Write out, from the entries below, exactly the lines that run between the lines holding "one marker per instance, written like [66,146]" and "one marker per instance, written like [724,1047]", inclusive, and stop there.

(Data items)
Content starts
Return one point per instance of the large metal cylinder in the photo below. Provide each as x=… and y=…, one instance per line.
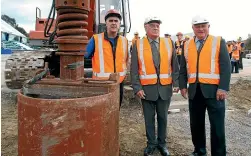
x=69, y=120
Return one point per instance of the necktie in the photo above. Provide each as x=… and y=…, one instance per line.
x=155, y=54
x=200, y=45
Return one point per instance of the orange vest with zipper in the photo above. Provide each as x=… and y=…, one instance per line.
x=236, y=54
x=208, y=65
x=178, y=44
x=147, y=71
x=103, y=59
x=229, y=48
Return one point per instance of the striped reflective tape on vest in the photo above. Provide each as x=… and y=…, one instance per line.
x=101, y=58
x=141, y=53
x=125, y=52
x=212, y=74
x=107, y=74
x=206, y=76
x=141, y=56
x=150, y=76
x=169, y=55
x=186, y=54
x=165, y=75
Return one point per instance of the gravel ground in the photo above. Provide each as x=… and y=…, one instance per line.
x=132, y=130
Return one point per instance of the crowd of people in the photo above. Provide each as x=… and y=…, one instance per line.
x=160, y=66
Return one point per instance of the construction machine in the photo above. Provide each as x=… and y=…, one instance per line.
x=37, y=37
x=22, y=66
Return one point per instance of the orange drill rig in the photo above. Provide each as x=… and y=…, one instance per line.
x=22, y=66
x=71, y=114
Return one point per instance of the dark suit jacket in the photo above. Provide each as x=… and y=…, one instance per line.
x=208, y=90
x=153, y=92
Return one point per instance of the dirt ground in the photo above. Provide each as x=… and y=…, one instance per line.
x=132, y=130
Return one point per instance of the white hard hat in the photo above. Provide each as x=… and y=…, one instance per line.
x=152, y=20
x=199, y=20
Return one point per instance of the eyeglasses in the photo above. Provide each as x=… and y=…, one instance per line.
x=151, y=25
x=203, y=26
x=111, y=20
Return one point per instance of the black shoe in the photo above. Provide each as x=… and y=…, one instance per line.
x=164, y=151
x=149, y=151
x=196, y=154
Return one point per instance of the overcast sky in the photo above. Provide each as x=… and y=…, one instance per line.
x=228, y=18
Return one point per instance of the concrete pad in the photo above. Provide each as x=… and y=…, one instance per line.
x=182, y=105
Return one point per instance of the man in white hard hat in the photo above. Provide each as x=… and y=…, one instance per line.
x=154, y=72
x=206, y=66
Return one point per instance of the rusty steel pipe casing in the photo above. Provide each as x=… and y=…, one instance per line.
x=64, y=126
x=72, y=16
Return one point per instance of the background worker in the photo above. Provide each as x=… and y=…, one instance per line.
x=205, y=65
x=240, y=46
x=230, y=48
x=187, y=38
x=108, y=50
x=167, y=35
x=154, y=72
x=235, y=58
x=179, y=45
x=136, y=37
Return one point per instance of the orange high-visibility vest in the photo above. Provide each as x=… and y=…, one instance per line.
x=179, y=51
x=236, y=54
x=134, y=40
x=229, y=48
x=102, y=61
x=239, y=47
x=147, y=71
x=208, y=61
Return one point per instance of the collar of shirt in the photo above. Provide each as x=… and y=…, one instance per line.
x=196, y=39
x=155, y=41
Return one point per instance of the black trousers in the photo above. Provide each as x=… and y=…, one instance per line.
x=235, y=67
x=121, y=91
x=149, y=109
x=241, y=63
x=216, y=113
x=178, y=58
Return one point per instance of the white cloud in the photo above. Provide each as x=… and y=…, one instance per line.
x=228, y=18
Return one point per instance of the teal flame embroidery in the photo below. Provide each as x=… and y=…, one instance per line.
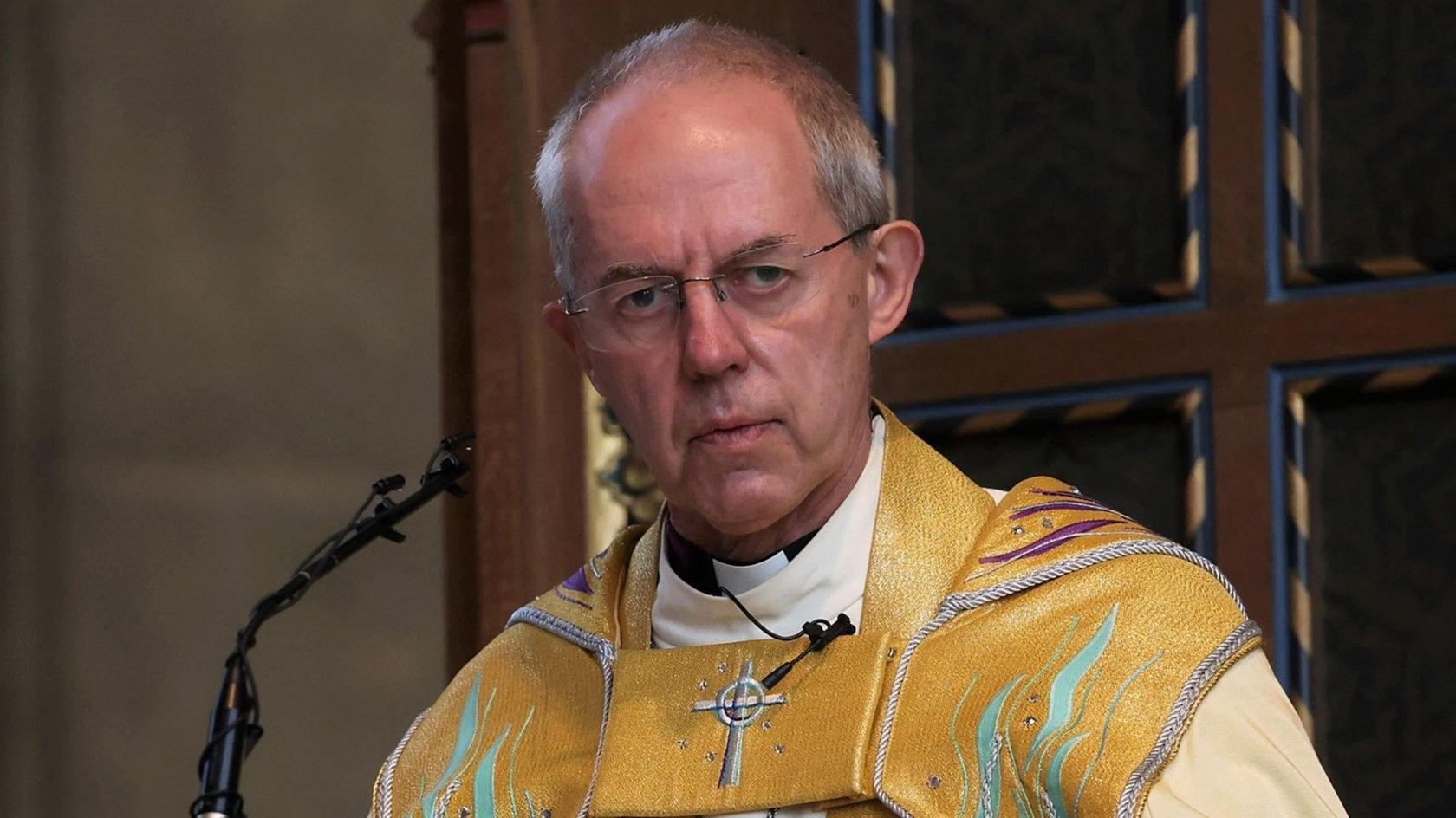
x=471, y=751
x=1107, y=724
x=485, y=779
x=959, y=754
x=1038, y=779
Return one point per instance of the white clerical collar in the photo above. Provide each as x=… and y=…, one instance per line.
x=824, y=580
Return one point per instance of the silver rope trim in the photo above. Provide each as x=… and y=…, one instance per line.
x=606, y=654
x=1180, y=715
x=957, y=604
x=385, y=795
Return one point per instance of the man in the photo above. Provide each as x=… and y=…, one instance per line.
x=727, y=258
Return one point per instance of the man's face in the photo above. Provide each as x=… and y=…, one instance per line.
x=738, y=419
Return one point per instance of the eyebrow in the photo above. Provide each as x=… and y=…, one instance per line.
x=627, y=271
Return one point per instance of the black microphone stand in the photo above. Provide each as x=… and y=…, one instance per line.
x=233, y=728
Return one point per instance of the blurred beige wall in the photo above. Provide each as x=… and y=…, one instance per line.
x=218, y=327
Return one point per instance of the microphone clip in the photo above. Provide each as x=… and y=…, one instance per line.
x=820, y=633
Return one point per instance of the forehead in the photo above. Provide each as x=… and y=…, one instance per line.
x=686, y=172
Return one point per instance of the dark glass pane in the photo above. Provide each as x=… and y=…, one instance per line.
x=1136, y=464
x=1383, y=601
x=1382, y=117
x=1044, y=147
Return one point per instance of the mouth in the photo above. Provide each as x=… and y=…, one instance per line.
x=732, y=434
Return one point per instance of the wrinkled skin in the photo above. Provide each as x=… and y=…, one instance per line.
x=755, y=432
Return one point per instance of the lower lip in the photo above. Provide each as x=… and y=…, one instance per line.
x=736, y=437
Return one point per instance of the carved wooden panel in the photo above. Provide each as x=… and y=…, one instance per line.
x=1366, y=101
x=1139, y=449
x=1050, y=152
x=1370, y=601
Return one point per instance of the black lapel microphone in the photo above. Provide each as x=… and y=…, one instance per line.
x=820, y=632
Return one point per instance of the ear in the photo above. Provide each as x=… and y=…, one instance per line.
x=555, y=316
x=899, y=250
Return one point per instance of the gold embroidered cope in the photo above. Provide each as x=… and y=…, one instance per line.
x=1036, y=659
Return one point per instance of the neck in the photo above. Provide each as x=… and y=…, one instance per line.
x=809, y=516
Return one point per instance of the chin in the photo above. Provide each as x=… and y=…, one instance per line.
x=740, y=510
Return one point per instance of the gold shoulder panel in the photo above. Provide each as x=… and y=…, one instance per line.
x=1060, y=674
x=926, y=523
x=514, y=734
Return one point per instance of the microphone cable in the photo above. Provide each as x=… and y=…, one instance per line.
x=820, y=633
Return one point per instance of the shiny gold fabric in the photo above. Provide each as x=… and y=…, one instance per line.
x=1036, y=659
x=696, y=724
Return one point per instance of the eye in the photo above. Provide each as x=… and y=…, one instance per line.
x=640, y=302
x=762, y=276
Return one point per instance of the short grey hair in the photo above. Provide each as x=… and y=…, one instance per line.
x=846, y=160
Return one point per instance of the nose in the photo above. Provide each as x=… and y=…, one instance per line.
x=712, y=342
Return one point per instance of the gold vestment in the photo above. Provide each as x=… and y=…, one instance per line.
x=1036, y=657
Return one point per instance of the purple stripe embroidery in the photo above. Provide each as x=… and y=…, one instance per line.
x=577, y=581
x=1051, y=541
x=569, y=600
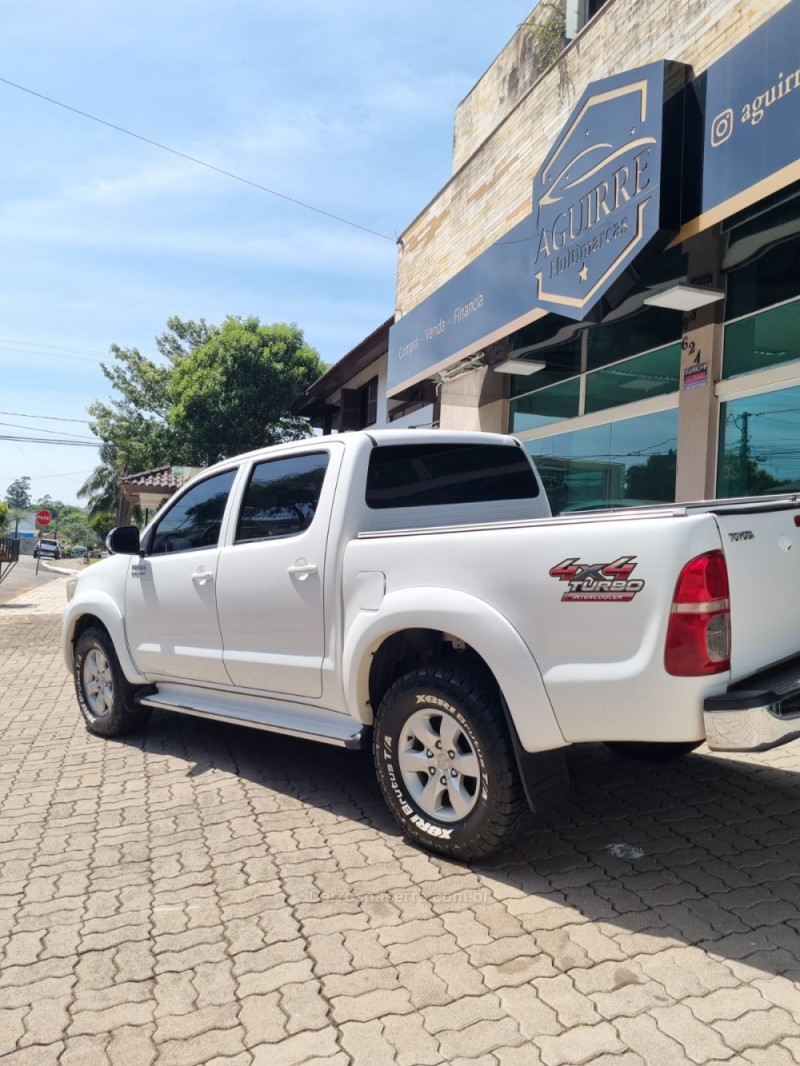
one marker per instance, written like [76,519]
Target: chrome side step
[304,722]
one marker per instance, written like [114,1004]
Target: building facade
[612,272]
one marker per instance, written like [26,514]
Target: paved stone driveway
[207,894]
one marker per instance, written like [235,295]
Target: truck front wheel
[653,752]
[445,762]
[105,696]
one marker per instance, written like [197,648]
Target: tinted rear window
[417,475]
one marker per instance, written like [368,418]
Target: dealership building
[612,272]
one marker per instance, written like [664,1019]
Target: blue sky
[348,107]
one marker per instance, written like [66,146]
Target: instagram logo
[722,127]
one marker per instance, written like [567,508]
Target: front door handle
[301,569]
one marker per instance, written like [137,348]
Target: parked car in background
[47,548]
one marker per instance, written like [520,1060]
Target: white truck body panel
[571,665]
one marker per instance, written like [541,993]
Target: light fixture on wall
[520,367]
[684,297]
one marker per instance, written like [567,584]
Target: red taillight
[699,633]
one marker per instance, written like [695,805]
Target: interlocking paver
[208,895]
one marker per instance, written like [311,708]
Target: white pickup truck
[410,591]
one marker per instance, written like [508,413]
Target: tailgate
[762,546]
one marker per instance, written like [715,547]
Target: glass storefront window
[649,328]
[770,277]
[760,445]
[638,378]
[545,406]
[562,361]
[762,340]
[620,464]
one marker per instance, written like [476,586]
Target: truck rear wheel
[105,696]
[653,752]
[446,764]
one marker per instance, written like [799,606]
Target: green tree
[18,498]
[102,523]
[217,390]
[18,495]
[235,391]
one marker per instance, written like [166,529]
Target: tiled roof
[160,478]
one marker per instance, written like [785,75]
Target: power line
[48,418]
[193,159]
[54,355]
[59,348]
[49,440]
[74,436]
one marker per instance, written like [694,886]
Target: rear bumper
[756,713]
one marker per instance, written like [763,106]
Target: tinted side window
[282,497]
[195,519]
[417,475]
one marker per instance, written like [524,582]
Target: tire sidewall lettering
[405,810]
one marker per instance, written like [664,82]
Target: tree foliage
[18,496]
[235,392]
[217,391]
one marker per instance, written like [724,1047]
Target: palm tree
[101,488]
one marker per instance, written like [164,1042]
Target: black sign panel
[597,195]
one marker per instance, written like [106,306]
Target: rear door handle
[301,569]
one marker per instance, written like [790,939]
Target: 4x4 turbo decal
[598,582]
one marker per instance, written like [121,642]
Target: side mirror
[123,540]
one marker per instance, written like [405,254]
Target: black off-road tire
Content ends
**WORKED SOLUTION:**
one marker per instance, written like [66,146]
Target: instagram logo
[722,127]
one marker per instance, written like [567,508]
Target: front door handle
[301,569]
one marker per instance, written like [137,348]
Target: parked car in background
[47,548]
one marker per instance, written like [520,1060]
Target: white truck body panel
[571,665]
one marker per instance, written like [541,993]
Target: light fixture on wall
[520,367]
[684,297]
one marker per instance, written like [567,584]
Target: red taillight
[699,633]
one marker per instance, written like [695,805]
Target: interlocking paver
[208,895]
one marker per instance, written like [311,708]
Target: white pickup truck
[410,591]
one marker per instance, written like [508,413]
Target: tailgate
[762,546]
one marker per instance, written like [715,547]
Target: glass storefront window
[649,328]
[770,277]
[760,445]
[638,378]
[545,406]
[562,361]
[762,340]
[620,464]
one marker per instance, written like [476,586]
Target: truck rear wheel
[105,696]
[653,752]
[446,764]
one marker per instance, written like [799,606]
Target: green tree
[18,498]
[102,523]
[217,390]
[18,495]
[235,391]
one marker per instance, written like [166,529]
Target: tiled roof
[160,478]
one marker per instance, written like [785,75]
Target: power line
[48,418]
[193,159]
[54,355]
[59,348]
[49,440]
[74,436]
one marker per instance, written like [694,886]
Target: rear bumper
[756,713]
one marker per instance, written like [763,106]
Target: tinted side window
[282,497]
[195,519]
[417,475]
one marker per instance, written like [524,582]
Target: tire sidewall lettering
[405,810]
one marker per instance, written like [664,82]
Target: tree foliage
[18,496]
[235,392]
[217,391]
one marker per instance, written like [724,1047]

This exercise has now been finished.